What needs to be done => Nothing in the records may be changed; reproduce all of them.
■ ■ ■ ■
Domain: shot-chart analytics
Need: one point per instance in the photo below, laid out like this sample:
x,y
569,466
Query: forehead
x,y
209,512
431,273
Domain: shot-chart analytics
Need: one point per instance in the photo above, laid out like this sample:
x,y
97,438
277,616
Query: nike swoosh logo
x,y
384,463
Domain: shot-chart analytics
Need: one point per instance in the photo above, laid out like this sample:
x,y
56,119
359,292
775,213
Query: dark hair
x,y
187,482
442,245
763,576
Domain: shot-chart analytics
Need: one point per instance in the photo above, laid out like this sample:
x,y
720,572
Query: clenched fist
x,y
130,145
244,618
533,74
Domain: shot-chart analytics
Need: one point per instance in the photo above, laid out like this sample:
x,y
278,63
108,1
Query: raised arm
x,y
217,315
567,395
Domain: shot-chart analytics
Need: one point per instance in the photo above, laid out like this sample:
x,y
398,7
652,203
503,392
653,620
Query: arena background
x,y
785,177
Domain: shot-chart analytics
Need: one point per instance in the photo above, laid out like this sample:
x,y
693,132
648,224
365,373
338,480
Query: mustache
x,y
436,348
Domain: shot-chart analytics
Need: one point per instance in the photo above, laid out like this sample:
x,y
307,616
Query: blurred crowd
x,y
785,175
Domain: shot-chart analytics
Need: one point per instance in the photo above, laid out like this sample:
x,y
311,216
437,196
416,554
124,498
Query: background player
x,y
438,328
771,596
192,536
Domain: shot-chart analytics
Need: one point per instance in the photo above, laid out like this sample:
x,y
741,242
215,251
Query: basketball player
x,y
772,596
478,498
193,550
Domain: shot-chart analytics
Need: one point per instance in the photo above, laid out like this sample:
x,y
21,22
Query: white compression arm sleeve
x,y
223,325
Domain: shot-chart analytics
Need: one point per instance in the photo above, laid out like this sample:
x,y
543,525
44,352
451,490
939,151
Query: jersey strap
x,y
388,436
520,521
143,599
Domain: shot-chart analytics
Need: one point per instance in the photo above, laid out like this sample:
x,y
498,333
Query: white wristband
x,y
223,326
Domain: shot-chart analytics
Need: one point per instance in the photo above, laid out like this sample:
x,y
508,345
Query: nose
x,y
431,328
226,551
■ ■ ■ ■
Task answer =>
Domain: shot-chart analytics
Need: one point per instance in the photo below, laid out like this sample:
x,y
569,466
Query: forehead
x,y
209,512
431,273
Domain: shot-chart analytics
Need: one point per instance in the photo above, laid out like this sample:
x,y
97,438
277,616
Query: nike swoosh logo
x,y
384,463
Domain: shot-chart analytics
Need: one point per instance in the photo above, laid out like this sample:
x,y
56,119
359,292
775,213
Query: dark hair
x,y
187,482
442,245
763,576
Domain: shot-chart analytics
Need: one point per instance in the photo above, laid out like this sample:
x,y
720,572
Query: clenched fist
x,y
130,145
244,618
533,74
Domain: shot-chart analytics
Need: one point per instance in the photo above, laid out like this sample:
x,y
278,63
108,1
Query: raised arm
x,y
217,315
567,395
Domain: shot-chart analytics
Need: one point per instance in the photo above, laid out like this sample:
x,y
398,7
652,203
503,392
653,620
Query: arena background
x,y
785,177
Domain: shot-chart analytics
Need: one point per instance in the photo above, laid out like this sample:
x,y
693,132
648,224
365,373
338,480
Query: mustache
x,y
436,348
Domain: shot-chart analytics
Need: one point per instance in the photo above, laid out like this sample:
x,y
307,616
Query: blurred crowd
x,y
785,175
Domain: shot-chart analytics
Need: one point per instance in the photo above, laid out like this sample:
x,y
311,216
437,196
416,554
124,498
Query: background player
x,y
438,328
771,596
192,536
Domain: shot-chart analytics
Need: one point per instance in the photo above, laid out like this sample:
x,y
741,242
215,251
Query: basketball player
x,y
772,596
478,498
193,550
Domain: shot-chart analytics
Need: one point per instance in the photo above, laid out like this sample:
x,y
21,22
Query: white compression arm sleeve
x,y
223,325
Domain: shot-chart analytics
Need: one point per instance in the photo above, laid out like this sample:
x,y
543,525
44,352
451,490
939,151
Query: jersey strap
x,y
388,436
520,521
143,599
Domain: shot-chart analytics
Need: one point per instance in the photo above, laid out like this sample:
x,y
498,333
Query: white wristband
x,y
223,326
Domain: shot-chart analytics
Need: one point per instance in the photo above, laid out like this sample:
x,y
508,345
Query: nose
x,y
431,328
226,551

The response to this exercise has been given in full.